== Exercise brief ==
In the forum post on reference collections below, which register is the writer's team about to SKOSify?

== Source extract ==
---+---

Reference collections

Guus Lange

unread,

Aug 1, 2011, 10:46:13 AM8/1/11

to caa-sema...@googlegroups.com

Hi all,

We are presently on the verge of SKOSifying/CRMificating our Dutch Archaeological Basic Register (ABR) containing all object type names classified in a (poly)hierarchy. This sounds easier than done. I am puzzled on several crucial issues due to lack of knowledge. I have been talking to some of you about this, asking advice and guidance. Because it is perhaps an issue of relevance to others as well and I will try and restate the issue again, with the hope we can solve it together.

It all started some years ago when we discussed the role of Reference Collections as being one of the central knowledge bases of (traditional, uhh, analogue) archaeology : http://www.cultureelerfgoed.nl/sites/default/files/u4/RefColl_web2.pdf.

From that discussion the notion started to grow that Reference Collections, in one way or the other, should also play a central role in the retrieval of relevant data from (the digital) data bases and unstructured texts. Allow me this illustration: It does not matter what somebody has been imputting recently or a long time ago, as long as at a central facility all different notations and different scientific insights (classifications) are kept available for linking and comparisson. This central facility, with all the knowledge of reference collections stored, can than be seen as a sort of lavatory for terms, delivering "clean" (in terms of Precision & Recall) answers from "filthy" (=unstandardized) data structures and equally "filthy" (=unprecise) questions. That is the ideal.

The CIDOC CRM evolved into a promising and obvious environment. But, and I found out only recently, the CRM is precisely NOT developed to ."..define any of the terminolgy appearing typically as data in the respective data structures,..."(Objectives of the CIDOC CRM, p.i of the Official Release), but aims at the data structures themselves. (Please correct if wrong)

As a logical step perhaps, terminologies and thesauri are left to SKOS. In our case (ABR) this entails a severe loss of information, because all kinds of classificatory information needs to be left out (the exact reason why is still also not completely clear to me).I wonder if this is the right thing to do, given the more limited skope of SKOS compaired to the CRM.

---+---

== Supplied data ==

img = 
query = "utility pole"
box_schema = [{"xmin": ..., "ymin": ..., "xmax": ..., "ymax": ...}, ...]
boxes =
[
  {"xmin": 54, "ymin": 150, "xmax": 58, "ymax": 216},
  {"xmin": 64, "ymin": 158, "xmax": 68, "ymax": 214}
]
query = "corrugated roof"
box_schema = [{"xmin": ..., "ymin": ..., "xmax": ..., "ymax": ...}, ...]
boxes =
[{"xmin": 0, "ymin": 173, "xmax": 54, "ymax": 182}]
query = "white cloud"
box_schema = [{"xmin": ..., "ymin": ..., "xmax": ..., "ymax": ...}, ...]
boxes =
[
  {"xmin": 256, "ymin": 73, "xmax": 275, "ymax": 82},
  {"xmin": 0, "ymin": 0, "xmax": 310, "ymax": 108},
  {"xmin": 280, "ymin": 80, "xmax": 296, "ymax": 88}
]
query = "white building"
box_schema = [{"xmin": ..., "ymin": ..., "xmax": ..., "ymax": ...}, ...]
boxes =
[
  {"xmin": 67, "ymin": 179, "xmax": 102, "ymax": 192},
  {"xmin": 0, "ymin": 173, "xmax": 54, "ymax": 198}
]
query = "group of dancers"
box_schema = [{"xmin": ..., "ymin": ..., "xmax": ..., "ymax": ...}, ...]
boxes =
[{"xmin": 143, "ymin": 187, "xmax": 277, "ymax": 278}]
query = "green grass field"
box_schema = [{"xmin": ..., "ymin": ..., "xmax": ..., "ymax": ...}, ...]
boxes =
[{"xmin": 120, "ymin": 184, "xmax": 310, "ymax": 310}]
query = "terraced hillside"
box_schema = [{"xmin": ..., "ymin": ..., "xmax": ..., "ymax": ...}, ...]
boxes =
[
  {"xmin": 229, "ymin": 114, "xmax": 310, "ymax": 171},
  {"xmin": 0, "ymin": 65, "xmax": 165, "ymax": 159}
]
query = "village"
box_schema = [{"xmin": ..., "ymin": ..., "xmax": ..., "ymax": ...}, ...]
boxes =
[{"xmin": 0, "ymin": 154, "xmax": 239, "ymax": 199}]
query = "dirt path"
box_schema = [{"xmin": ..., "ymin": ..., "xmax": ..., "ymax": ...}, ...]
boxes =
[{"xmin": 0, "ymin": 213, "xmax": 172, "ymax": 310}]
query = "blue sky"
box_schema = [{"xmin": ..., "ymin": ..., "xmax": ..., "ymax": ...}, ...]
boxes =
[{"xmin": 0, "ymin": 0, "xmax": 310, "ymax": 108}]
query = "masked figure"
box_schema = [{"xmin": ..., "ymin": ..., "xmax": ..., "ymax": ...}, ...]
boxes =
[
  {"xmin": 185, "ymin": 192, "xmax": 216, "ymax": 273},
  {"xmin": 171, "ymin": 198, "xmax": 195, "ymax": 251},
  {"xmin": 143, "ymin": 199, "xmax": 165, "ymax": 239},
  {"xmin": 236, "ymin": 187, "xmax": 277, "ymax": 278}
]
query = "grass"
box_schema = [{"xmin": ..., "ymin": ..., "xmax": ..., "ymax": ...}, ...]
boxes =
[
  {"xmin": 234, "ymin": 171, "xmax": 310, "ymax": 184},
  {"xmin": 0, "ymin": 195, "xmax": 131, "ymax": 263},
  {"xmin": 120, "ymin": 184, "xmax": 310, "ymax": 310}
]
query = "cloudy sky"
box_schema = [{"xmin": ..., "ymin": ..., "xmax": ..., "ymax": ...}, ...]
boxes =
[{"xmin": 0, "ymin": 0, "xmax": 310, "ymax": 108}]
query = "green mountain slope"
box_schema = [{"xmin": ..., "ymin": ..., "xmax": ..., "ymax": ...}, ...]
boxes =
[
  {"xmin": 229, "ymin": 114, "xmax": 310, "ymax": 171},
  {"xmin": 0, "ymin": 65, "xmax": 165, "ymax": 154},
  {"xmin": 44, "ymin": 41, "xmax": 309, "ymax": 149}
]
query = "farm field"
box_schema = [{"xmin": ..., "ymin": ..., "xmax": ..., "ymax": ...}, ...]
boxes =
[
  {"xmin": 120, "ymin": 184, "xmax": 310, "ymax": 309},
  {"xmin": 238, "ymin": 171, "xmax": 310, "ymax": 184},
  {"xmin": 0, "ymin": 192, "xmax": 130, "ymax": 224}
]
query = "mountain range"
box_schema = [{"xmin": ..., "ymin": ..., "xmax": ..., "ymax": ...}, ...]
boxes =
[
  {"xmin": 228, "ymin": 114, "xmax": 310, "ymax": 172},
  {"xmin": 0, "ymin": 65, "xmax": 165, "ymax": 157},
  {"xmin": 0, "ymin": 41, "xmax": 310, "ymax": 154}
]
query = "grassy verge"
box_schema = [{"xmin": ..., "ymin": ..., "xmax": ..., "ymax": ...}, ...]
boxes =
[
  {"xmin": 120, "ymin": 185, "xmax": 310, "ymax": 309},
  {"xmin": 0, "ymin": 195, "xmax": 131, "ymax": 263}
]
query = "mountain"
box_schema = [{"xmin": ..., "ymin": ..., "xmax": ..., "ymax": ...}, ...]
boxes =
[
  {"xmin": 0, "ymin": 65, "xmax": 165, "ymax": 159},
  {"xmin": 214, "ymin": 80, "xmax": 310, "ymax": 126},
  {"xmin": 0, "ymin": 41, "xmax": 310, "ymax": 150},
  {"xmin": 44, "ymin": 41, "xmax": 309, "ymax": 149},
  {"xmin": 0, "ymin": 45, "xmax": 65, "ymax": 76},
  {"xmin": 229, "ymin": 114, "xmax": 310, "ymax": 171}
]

---+---

== Output for this exercise ==
The Dutch Archaeological Basic Register (ABR), which contains all object type names classified in a (poly)hierarchy.